# start of Given records
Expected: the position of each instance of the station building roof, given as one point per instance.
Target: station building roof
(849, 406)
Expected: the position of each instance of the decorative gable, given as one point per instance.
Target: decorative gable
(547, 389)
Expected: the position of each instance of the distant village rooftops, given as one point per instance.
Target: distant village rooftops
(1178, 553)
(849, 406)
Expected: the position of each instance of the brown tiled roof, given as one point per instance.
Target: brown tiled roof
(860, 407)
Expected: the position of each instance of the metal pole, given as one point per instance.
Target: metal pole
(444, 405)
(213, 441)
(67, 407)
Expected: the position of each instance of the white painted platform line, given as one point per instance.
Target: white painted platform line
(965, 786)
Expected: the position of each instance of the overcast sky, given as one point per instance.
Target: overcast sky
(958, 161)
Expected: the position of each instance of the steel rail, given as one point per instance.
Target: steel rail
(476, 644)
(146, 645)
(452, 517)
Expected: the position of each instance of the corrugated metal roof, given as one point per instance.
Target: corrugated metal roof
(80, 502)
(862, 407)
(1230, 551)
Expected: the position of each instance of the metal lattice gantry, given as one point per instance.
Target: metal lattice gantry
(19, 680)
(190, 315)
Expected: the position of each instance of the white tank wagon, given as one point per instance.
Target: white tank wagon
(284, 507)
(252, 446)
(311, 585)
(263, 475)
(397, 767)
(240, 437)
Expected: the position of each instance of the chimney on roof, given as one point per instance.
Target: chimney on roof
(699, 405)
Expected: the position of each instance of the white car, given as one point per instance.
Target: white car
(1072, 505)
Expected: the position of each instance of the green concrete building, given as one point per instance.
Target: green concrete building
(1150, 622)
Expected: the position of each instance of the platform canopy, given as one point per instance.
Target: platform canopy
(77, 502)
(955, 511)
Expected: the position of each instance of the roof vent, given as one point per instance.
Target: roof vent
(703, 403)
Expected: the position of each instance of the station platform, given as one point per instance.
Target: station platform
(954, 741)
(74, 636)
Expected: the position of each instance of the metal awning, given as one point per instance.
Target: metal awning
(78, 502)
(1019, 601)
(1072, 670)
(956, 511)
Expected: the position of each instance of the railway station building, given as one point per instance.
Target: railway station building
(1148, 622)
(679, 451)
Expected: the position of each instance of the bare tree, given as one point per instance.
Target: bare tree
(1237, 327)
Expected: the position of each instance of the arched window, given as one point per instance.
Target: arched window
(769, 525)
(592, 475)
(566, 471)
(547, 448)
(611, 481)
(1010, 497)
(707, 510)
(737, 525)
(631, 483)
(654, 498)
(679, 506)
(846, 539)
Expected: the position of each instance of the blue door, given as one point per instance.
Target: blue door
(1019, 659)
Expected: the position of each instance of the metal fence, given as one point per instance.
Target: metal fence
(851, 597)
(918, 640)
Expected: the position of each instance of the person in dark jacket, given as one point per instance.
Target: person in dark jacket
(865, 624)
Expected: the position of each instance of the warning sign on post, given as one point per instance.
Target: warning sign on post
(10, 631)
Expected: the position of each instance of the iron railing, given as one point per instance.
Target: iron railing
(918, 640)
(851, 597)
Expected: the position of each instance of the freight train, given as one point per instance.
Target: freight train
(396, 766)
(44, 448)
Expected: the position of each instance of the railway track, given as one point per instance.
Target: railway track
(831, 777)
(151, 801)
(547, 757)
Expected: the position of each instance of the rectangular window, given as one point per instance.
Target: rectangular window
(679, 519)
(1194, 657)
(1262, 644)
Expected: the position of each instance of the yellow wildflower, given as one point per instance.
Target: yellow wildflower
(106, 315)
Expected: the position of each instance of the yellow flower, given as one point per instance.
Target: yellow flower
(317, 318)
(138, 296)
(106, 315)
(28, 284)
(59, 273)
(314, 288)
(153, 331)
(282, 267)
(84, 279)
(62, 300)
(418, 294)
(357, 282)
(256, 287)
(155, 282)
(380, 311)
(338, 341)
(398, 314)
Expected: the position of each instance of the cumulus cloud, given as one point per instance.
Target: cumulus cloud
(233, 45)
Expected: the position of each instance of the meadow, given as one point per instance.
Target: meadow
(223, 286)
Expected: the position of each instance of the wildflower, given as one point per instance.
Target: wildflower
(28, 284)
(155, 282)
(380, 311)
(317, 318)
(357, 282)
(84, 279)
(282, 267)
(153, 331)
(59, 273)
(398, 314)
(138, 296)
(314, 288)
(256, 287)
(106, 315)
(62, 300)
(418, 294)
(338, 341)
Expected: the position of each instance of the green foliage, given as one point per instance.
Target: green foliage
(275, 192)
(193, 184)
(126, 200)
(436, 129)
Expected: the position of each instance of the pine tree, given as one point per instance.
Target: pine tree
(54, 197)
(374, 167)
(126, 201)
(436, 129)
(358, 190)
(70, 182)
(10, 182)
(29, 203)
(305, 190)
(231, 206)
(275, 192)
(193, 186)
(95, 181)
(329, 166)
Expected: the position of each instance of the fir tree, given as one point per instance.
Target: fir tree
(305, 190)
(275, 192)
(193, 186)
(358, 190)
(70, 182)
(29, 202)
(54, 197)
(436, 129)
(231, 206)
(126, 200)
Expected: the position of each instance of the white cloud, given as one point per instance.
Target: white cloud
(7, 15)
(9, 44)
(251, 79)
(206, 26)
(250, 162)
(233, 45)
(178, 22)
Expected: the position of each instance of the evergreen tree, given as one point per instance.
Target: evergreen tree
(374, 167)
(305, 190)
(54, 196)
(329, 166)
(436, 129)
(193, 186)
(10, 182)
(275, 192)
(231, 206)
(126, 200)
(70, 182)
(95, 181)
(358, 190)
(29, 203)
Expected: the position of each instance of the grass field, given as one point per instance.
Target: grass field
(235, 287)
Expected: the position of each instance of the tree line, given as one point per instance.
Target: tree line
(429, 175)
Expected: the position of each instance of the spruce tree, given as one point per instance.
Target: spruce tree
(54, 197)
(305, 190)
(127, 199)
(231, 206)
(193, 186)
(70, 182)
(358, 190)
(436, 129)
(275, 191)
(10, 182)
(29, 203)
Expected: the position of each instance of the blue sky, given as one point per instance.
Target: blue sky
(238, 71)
# end of Given records
#### Problem to solve
Write out all of the rows above again, word for word, in the same order.

#### The response
Expected: the position of each instance of the station building roof, given as one point per instance.
Target: station building roof
(849, 406)
Expected: the position of each instance of the decorative gable, given as one point per instance.
Target: decorative gable
(547, 389)
Expected: the position of each instance of the distant village rooftops, given as one point per instance.
Target: distant village rooftops
(1178, 553)
(849, 406)
Expected: the position of each instance of the brown tiled roof, given as one point per instance.
Target: brown tiled roof
(860, 407)
Expected: the position of each instance of the metal pole, given as one point per instance.
Target: metal pole
(444, 405)
(213, 441)
(67, 407)
Expected: the position of each instance of the white painted platform line, given as one point per instance.
Target: white painted platform line
(965, 786)
Expected: the position of each instance of the overcast sky, given as one point per instance.
Target: overcast sky
(958, 161)
Expected: the position of each instance of the steel rail, given as one point per instance.
Target: steel rail
(476, 644)
(146, 645)
(452, 517)
Expected: the position of each instance of the corrugated metal roof, given as one point per instance.
Target: corrugated metal roof
(80, 502)
(862, 407)
(1230, 551)
Expected: the position of each instance of the metal lattice gantry, given as one point per instance.
Target: metal lattice gantry
(19, 680)
(190, 315)
Expected: the position of each instance of the white tank wagon, given as one point per instance.
Target: white tank wagon
(284, 507)
(252, 446)
(311, 585)
(263, 475)
(397, 767)
(240, 437)
Expected: the position of each instance of the chimney on roof, given as one point per instance.
Target: chimney on roof
(699, 405)
Expected: the position of each instance of the white car, given as one point per instance.
Target: white car
(1072, 505)
Expected: the position of each instance of the green concrete building, given as one point per instance.
Target: green concrete building
(1150, 622)
Expected: the position of each instance of the platform canopy, given as one point per instance.
Target: platform canopy
(77, 502)
(955, 511)
Expected: the position of each instance of the roof vent, given as one point per instance.
Target: roof vent
(703, 403)
Expected: the position of each instance of the station platform, given as one point per instance.
Target: station platform
(954, 741)
(74, 636)
Expected: the position of each instance of the metal awning, given as one point per instance.
Target: metal awning
(78, 502)
(1019, 601)
(1072, 670)
(956, 511)
Expected: the position of each instance of the railway station building, given as one point per instance.
Target: railway station building
(1148, 622)
(679, 451)
Expected: the position of each instance of the bare tree, given as one point per instance.
Target: bare tree
(1237, 327)
Expected: the position of each instance of the arched window, given as one point per instance.
Target: arched window
(769, 525)
(592, 475)
(566, 471)
(547, 448)
(611, 481)
(1010, 497)
(707, 510)
(737, 525)
(631, 483)
(654, 498)
(679, 506)
(846, 539)
Expected: the position of each instance of the blue door, given as one point per instance.
Target: blue door
(1019, 659)
Expected: the position of each instance of the metal fence, given as one point per instance.
Target: metal fence
(851, 597)
(918, 640)
Expected: the position of each instance of the person in dark jacket, given as one point per instance.
Target: person in dark jacket
(865, 624)
Expected: the position of each instance of the warning sign on post, given as one point per instance.
Target: warning sign on post
(10, 631)
Expected: the position of each instance of the iron railing, given as one point per instance.
Target: iron railing
(918, 640)
(851, 597)
Expected: the position of each instance of the freight train, given as one point per instance.
Target: freight train
(396, 766)
(44, 448)
Expected: the position of each instance of the railway track, given as one point per instance.
Target: railway track
(831, 777)
(151, 801)
(547, 757)
Expected: the position of each instance of the rectangular window, given as one point per instance.
Target: rectangular window
(679, 519)
(1194, 657)
(1262, 644)
Expected: the position of each instance of the yellow wildflower, given as one point per instance.
Target: yellow wildflower
(106, 315)
Expected: the position of each instance of the yellow flower, given as one point per instance.
Target: yellow flower
(317, 318)
(138, 296)
(106, 315)
(28, 284)
(59, 273)
(314, 288)
(153, 331)
(282, 267)
(84, 279)
(62, 300)
(418, 294)
(357, 282)
(256, 287)
(155, 282)
(380, 311)
(338, 341)
(398, 314)
Expected: the position of each instance of the cumulus cloud, given as one point per instance.
Target: cumulus cloud
(233, 45)
Expected: the position of each instance of the meadow, given as one point per instance.
Target: meadow
(223, 286)
Expected: the position of each instance of the wildflower, given as one point per instance.
Target: wildflower
(28, 284)
(155, 282)
(380, 311)
(317, 318)
(357, 282)
(84, 279)
(282, 267)
(153, 331)
(59, 273)
(398, 314)
(138, 296)
(314, 288)
(256, 287)
(106, 315)
(62, 300)
(418, 294)
(338, 341)
Expected: the position of each instance of the green foliage, given as one point per instance.
Target: green foliage
(275, 192)
(193, 184)
(126, 200)
(436, 129)
Expected: the position of each instance of the pine tree, given as one point per instance.
Target: pine tree
(54, 197)
(374, 167)
(126, 201)
(436, 129)
(358, 190)
(70, 182)
(10, 182)
(29, 203)
(305, 190)
(231, 206)
(275, 192)
(193, 186)
(95, 181)
(329, 166)
Expected: the position of each instance of the fir tree, given as one point per instance.
Target: fir tree
(305, 190)
(275, 192)
(193, 186)
(358, 190)
(70, 182)
(29, 202)
(54, 197)
(436, 129)
(231, 206)
(126, 200)
Expected: the position of each instance of the white cloud, given as one point per instance.
Target: white cloud
(7, 15)
(9, 44)
(251, 79)
(206, 26)
(250, 162)
(233, 45)
(178, 22)
Expected: the position of each instance of the evergreen tree, given as one point per instance.
Target: evergreen tree
(374, 167)
(305, 190)
(54, 196)
(329, 166)
(436, 129)
(193, 186)
(10, 182)
(275, 192)
(231, 206)
(126, 200)
(70, 182)
(95, 181)
(358, 190)
(29, 203)
Expected: the position of each instance of the grass field, given as one point per instance.
Target: grass field
(235, 287)
Expected: the position of each instance of the tree line, given as one point per instance.
Target: tree line
(429, 175)
Expected: the position of each instance of the spruce tree, given as one point per instance.
Target: spruce tree
(54, 197)
(305, 190)
(127, 199)
(231, 206)
(193, 186)
(70, 182)
(358, 190)
(436, 129)
(275, 191)
(10, 182)
(29, 203)
Expected: the position of each instance of the blue sky, given as one point per instance.
Target: blue sky
(238, 71)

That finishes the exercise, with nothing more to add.